_Problem to work on_
Show all lines of the entries in which the word "above" is found.

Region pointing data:
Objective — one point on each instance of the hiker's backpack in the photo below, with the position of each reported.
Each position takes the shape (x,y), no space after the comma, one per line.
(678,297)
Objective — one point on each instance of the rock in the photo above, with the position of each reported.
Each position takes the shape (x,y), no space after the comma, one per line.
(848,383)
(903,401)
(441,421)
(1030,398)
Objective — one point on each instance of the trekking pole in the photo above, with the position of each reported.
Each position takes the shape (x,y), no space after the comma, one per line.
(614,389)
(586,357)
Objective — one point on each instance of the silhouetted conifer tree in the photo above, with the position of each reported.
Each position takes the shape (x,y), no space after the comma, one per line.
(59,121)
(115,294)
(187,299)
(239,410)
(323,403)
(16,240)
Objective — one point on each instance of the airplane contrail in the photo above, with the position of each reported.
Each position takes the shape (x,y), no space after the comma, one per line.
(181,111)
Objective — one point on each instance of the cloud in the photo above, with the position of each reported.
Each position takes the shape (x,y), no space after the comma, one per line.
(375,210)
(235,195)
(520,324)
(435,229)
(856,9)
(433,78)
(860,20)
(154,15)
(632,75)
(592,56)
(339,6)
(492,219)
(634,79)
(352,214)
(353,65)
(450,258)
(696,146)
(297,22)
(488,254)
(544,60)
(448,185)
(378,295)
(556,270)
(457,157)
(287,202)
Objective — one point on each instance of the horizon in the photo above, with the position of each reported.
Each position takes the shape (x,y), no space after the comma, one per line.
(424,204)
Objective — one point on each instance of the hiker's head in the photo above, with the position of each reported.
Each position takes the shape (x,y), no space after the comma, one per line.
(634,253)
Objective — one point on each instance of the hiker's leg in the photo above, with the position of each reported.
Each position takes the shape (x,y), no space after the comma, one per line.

_Output for this exercise_
Objective — one point on each instance of the rock in the photo above, with the position of each reported.
Objective — one point on each instance of the trekking pole in the photo above, with the position of each reported.
Objective — one point on each instance of the silhouetted conifer tree in the photo above, with the position of each reported.
Objective — one point on each instance of the airplane contrail in the photo above, with the position of each reported.
Objective — one point on each instance of the cloud in the photo above, with the position of each reported.
Objective — one point on each instance of the horizon in the photo above, with the position of each reported.
Objective — one point on each instance of the hiker's head in the photo above, with the position of each reported.
Objective — one point on each instance of the hiker's leg in the photo above, with the position of each reported.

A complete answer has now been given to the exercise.